AIM 1 | Gather every line of the entries that contains the word "background" and copy each one out.

EXTRACTED TEXT |
"""

For each arm \(a_i\), we parameterize the reward distribution by \(\theta_i\). Since we don’t know the reward distribution beforehand, we maintain a belief about the parameters \(\theta_i\). Let \(p(\theta_i)\) be the belief distribution of \(\theta_i\). Then, for every arm, we play it with the probability of it being the best. Let’s say we play arm \(a_i\) and receive reward \(r_i\). After that, we update our belief about the reward distribution of arm \(a_i\) using Bayes’ rule: \(p(\theta_i\vert r)\propto p(\theta_i)p(r\vert \theta_i)\). We take \(p(\theta_i\vert r)\) as our new belief distribution of \(\theta_i\) and repeat the above process until convergence. A concise algorithm description is given as below

\[\begin{align} &1.\quad\mathrm{Initialize\ prior\ parameter\ distributions\ }p(\theta_1),\dots, p(\theta_n)\\\ &2.\quad\mathrm{For\ }t=1,\dots:\\\ &3.\quad\quad \mathrm{Sample\ }\hat\theta_1,\dots, \hat\theta_n\sim p(\theta_1),\dots, p(\theta_n)\\\ &4.\quad\quad \mathrm{Take\ the\ optimal\ action\ }a_i\ \mathrm{w.r.t.\ }\hat\theta_1,\dots,\hat\theta_n\\\ &5.\quad\quad \mathrm{Observe\ reward\ }r\ \mathrm{and\ update\ posterior}\ p(\theta_i)\propto p(\theta_i)p(r|\theta_i) \end{align}\]

Thompson Sampling in Markov Decision Process

In order to transfer Thompson sampling to MDP, we could simultaneously learn multiple \(Q\)-functions or policies (in contrast to the reward distribution). Then, at every step, we sample a \(Q\)-function(or policy) and act according to the sample. In practice, we could share most of the layers (except the last one) of the \(Q\)-functions(policies) to gain some additional efficiency.

"""

MATERIAL PROVIDED |
"""

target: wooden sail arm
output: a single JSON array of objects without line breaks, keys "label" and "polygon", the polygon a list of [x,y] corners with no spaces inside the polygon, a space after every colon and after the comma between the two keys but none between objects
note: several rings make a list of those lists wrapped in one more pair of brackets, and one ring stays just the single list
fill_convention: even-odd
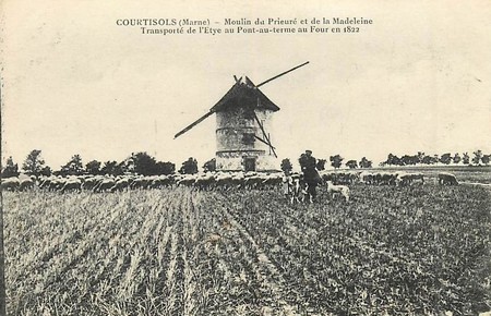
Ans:
[{"label": "wooden sail arm", "polygon": [[201,117],[200,119],[197,119],[196,121],[194,121],[193,123],[191,123],[189,126],[187,126],[185,129],[183,129],[182,131],[180,131],[179,133],[177,133],[173,138],[176,139],[177,137],[179,137],[180,135],[184,134],[185,132],[188,132],[189,130],[191,130],[192,127],[194,127],[195,125],[197,125],[199,123],[201,123],[204,119],[206,119],[207,117],[209,117],[211,114],[213,114],[214,112],[209,111],[206,114],[204,114],[203,117]]},{"label": "wooden sail arm", "polygon": [[[262,142],[262,143],[264,143],[264,144],[266,144],[267,146],[270,146],[270,147],[272,147],[272,148],[275,148],[275,147],[273,147],[270,143],[267,143],[266,141],[264,141],[263,138],[261,138],[261,137],[258,136],[258,135],[254,135],[254,138],[258,139],[258,141],[260,141],[260,142]],[[276,148],[275,148],[275,149],[276,149]]]},{"label": "wooden sail arm", "polygon": [[292,72],[292,71],[296,70],[296,69],[299,69],[299,68],[301,68],[301,66],[304,66],[304,65],[308,64],[308,63],[309,63],[309,62],[307,61],[307,62],[304,62],[304,63],[302,63],[302,64],[299,64],[299,65],[297,65],[297,66],[294,66],[294,68],[290,69],[290,70],[287,70],[287,71],[285,71],[285,72],[282,72],[280,74],[277,74],[277,75],[275,75],[274,77],[271,77],[271,78],[268,78],[267,81],[264,81],[264,82],[260,83],[260,84],[256,85],[255,87],[259,88],[260,86],[265,85],[265,84],[267,84],[268,82],[274,81],[274,80],[277,78],[277,77],[280,77],[280,76],[283,76],[283,75],[286,75],[287,73]]},{"label": "wooden sail arm", "polygon": [[255,111],[254,111],[254,119],[258,122],[258,125],[260,126],[261,132],[263,132],[264,139],[266,139],[266,142],[267,142],[266,144],[270,146],[271,150],[273,151],[273,155],[275,155],[275,158],[278,158],[273,145],[271,144],[270,137],[267,137],[266,131],[264,131],[263,124],[261,124],[261,121],[259,120],[258,116],[255,114]]}]

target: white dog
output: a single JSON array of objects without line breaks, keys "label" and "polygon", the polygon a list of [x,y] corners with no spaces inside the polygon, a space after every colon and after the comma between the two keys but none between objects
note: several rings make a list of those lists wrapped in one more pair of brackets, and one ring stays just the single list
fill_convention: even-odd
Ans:
[{"label": "white dog", "polygon": [[333,195],[333,198],[336,194],[342,194],[345,197],[345,200],[349,200],[349,187],[346,185],[334,185],[332,181],[327,181],[327,194]]}]

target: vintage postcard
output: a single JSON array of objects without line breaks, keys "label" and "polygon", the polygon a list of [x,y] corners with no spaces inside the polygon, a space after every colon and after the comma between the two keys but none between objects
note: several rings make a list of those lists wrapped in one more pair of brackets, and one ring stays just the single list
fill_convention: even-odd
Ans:
[{"label": "vintage postcard", "polygon": [[0,14],[0,314],[491,315],[490,1]]}]

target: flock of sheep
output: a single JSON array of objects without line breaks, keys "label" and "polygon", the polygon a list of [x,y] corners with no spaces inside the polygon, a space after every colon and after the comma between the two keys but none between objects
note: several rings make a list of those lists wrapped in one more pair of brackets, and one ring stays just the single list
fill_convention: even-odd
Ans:
[{"label": "flock of sheep", "polygon": [[[301,175],[301,174],[300,174]],[[339,172],[321,171],[324,183],[332,185],[349,185],[364,183],[372,185],[410,185],[414,182],[424,183],[424,175],[415,172]],[[446,172],[438,174],[442,185],[458,184],[455,175]],[[163,189],[170,186],[190,186],[196,190],[265,190],[282,185],[283,172],[206,172],[203,174],[169,175],[72,175],[72,177],[27,177],[2,179],[1,189],[5,191],[27,191],[35,187],[57,192],[117,192],[137,189]]]}]

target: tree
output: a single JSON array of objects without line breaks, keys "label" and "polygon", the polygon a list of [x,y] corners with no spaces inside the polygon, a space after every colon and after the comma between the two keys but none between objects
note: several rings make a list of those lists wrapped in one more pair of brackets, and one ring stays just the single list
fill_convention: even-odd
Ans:
[{"label": "tree", "polygon": [[448,165],[452,162],[452,155],[451,153],[446,153],[443,154],[442,156],[440,156],[440,162],[444,163],[444,165]]},{"label": "tree", "polygon": [[438,160],[438,155],[434,155],[434,156],[430,156],[430,155],[426,155],[424,157],[423,157],[423,160],[422,160],[422,162],[424,163],[424,165],[434,165],[434,163],[436,163],[439,160]]},{"label": "tree", "polygon": [[348,160],[348,161],[346,161],[345,165],[346,165],[346,167],[348,167],[349,169],[358,168],[357,160]]},{"label": "tree", "polygon": [[19,177],[19,166],[13,162],[12,156],[7,159],[5,168],[2,170],[2,178]]},{"label": "tree", "polygon": [[418,151],[416,157],[418,157],[418,163],[423,163],[424,151]]},{"label": "tree", "polygon": [[372,168],[372,161],[368,160],[367,157],[361,158],[360,168]]},{"label": "tree", "polygon": [[50,168],[49,166],[45,166],[45,167],[41,169],[41,175],[50,177],[51,173],[52,173],[52,170],[51,170],[51,168]]},{"label": "tree", "polygon": [[491,155],[482,155],[482,157],[481,157],[482,163],[484,163],[486,166],[488,166],[489,162],[490,162],[490,160],[491,160]]},{"label": "tree", "polygon": [[88,161],[85,165],[85,171],[87,171],[87,173],[94,174],[94,175],[95,174],[99,174],[99,172],[100,172],[100,165],[101,165],[101,162],[97,161],[97,160]]},{"label": "tree", "polygon": [[121,163],[118,163],[117,161],[106,161],[100,169],[100,173],[109,175],[122,175],[124,174],[124,171]]},{"label": "tree", "polygon": [[282,160],[282,166],[280,166],[283,172],[291,172],[291,170],[294,169],[294,165],[291,165],[290,159],[285,158]]},{"label": "tree", "polygon": [[469,165],[469,162],[470,162],[470,157],[469,157],[469,154],[468,154],[468,153],[464,153],[464,154],[463,154],[463,156],[462,156],[462,162],[463,162],[464,165]]},{"label": "tree", "polygon": [[212,158],[203,165],[204,172],[214,172],[216,171],[216,159]]},{"label": "tree", "polygon": [[414,155],[414,156],[409,156],[409,155],[404,155],[403,157],[400,157],[400,165],[403,166],[414,166],[416,163],[418,163],[418,156]]},{"label": "tree", "polygon": [[472,163],[478,166],[481,162],[481,158],[482,158],[482,150],[476,150],[474,151],[474,158],[472,158]]},{"label": "tree", "polygon": [[343,158],[339,155],[331,156],[330,157],[331,166],[338,169],[342,166],[344,159],[345,158]]},{"label": "tree", "polygon": [[194,174],[197,173],[197,160],[193,157],[190,157],[188,160],[182,162],[181,169],[179,169],[179,173],[182,174]]},{"label": "tree", "polygon": [[316,168],[319,171],[325,170],[325,162],[326,162],[325,159],[319,159],[319,160],[318,160],[318,165],[315,165],[315,168]]},{"label": "tree", "polygon": [[81,175],[84,173],[84,166],[82,165],[82,157],[73,155],[67,165],[61,166],[60,173],[62,175]]},{"label": "tree", "polygon": [[393,155],[393,154],[388,154],[387,155],[387,160],[385,160],[385,163],[388,166],[399,166],[400,162],[400,158]]},{"label": "tree", "polygon": [[143,175],[154,175],[157,174],[157,161],[154,157],[146,154],[145,151],[131,154],[130,159],[134,166],[134,172]]},{"label": "tree", "polygon": [[45,165],[45,160],[41,158],[40,154],[41,154],[41,150],[34,149],[25,158],[25,161],[22,165],[22,169],[27,174],[34,174],[37,177],[41,173],[43,167]]},{"label": "tree", "polygon": [[157,174],[172,174],[176,171],[176,165],[169,161],[157,162]]},{"label": "tree", "polygon": [[460,161],[462,161],[460,155],[459,155],[458,153],[455,153],[455,156],[454,156],[454,163],[457,165],[457,163],[460,162]]}]

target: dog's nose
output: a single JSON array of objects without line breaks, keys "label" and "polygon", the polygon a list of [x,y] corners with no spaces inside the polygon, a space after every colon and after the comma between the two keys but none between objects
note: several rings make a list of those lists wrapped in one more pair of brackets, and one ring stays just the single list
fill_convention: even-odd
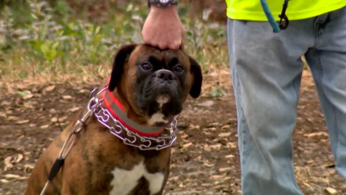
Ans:
[{"label": "dog's nose", "polygon": [[156,77],[164,80],[174,80],[175,76],[173,73],[167,70],[160,70],[156,72]]}]

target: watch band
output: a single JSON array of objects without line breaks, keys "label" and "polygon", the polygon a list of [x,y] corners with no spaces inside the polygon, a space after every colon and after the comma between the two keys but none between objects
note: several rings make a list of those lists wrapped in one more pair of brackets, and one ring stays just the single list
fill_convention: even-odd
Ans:
[{"label": "watch band", "polygon": [[148,0],[148,6],[156,5],[160,7],[166,7],[171,5],[178,5],[177,0]]}]

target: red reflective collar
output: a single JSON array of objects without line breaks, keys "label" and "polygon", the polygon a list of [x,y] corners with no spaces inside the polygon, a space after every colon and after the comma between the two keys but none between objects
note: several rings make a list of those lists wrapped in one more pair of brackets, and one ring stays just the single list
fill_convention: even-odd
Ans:
[{"label": "red reflective collar", "polygon": [[120,102],[108,89],[102,93],[105,108],[112,116],[121,123],[129,130],[147,137],[155,136],[162,132],[162,127],[148,127],[140,125],[129,119],[125,113],[124,107]]}]

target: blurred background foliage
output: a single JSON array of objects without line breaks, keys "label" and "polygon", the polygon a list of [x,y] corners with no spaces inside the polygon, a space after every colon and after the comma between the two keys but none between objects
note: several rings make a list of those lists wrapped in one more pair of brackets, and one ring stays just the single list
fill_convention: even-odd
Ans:
[{"label": "blurred background foliage", "polygon": [[[185,50],[205,74],[227,67],[224,0],[179,2]],[[0,0],[0,79],[104,78],[120,45],[142,42],[149,10],[146,0]]]}]

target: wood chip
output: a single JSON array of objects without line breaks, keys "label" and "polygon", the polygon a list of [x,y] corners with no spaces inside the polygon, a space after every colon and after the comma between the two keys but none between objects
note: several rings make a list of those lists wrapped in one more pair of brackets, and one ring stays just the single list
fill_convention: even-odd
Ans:
[{"label": "wood chip", "polygon": [[46,92],[49,92],[50,91],[52,91],[54,90],[55,88],[55,85],[51,85],[50,86],[48,86],[43,90],[43,91]]},{"label": "wood chip", "polygon": [[231,135],[231,133],[223,133],[219,134],[219,137],[229,137]]},{"label": "wood chip", "polygon": [[74,112],[76,111],[79,110],[80,109],[80,108],[79,107],[75,107],[74,108],[72,108],[69,109],[67,110],[67,112]]},{"label": "wood chip", "polygon": [[234,158],[234,155],[233,155],[233,154],[229,154],[225,156],[225,158],[226,159],[231,159],[232,158]]},{"label": "wood chip", "polygon": [[23,159],[23,154],[18,154],[18,156],[17,156],[17,159],[16,160],[16,163],[18,163],[20,162],[20,161]]},{"label": "wood chip", "polygon": [[329,194],[336,194],[338,193],[335,189],[329,187],[326,188],[326,191]]},{"label": "wood chip", "polygon": [[64,100],[71,100],[73,98],[72,96],[71,95],[63,95],[62,96],[63,99]]},{"label": "wood chip", "polygon": [[27,123],[30,121],[30,120],[29,119],[23,120],[19,120],[16,122],[16,124],[17,125],[22,125],[22,124],[25,124],[26,123]]},{"label": "wood chip", "polygon": [[328,134],[327,132],[321,132],[317,133],[310,133],[309,134],[305,134],[304,135],[304,136],[307,137],[315,137],[315,136],[321,136],[321,135],[328,136]]},{"label": "wood chip", "polygon": [[221,144],[218,144],[213,145],[210,145],[209,147],[212,149],[220,149],[221,147]]},{"label": "wood chip", "polygon": [[42,126],[41,126],[40,127],[40,128],[42,129],[46,129],[49,127],[49,125],[42,125]]},{"label": "wood chip", "polygon": [[219,171],[220,172],[224,172],[225,171],[230,171],[231,170],[231,167],[225,167],[224,168],[220,168],[220,169],[219,169]]},{"label": "wood chip", "polygon": [[8,179],[16,179],[20,177],[20,176],[11,174],[6,175],[4,176]]},{"label": "wood chip", "polygon": [[192,145],[192,142],[190,142],[189,143],[188,143],[187,144],[184,144],[183,145],[183,147],[184,148],[187,148],[188,147],[190,147],[190,146],[191,146]]},{"label": "wood chip", "polygon": [[4,179],[0,179],[0,182],[1,182],[1,183],[3,184],[6,184],[7,183],[8,183],[10,181],[9,181],[8,180],[6,180]]},{"label": "wood chip", "polygon": [[11,163],[11,160],[12,160],[12,156],[8,156],[5,159],[4,161],[5,162],[5,168],[4,168],[4,170],[5,171],[7,170],[8,169],[13,167],[13,165]]}]

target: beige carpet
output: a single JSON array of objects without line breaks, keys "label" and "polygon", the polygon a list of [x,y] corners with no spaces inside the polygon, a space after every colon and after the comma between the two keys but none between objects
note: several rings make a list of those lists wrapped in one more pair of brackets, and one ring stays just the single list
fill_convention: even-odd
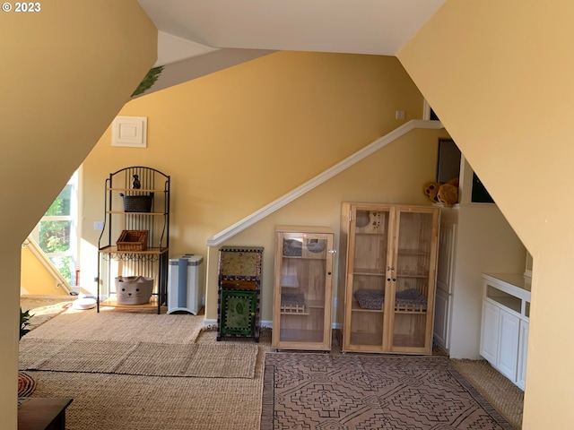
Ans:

"""

AIM 2 | According to the passage on Thompson sampling, which parts of the \(Q\)-functions or policies could be shared in practice to gain additional efficiency?

FULL OUTPUT 1 |
target: blurred background foliage
[{"label": "blurred background foliage", "polygon": [[[185,50],[205,74],[227,67],[224,0],[179,2]],[[0,0],[0,79],[104,78],[120,45],[142,42],[149,10],[146,0]]]}]

FULL OUTPUT 2 | Most of the layers, except the last one.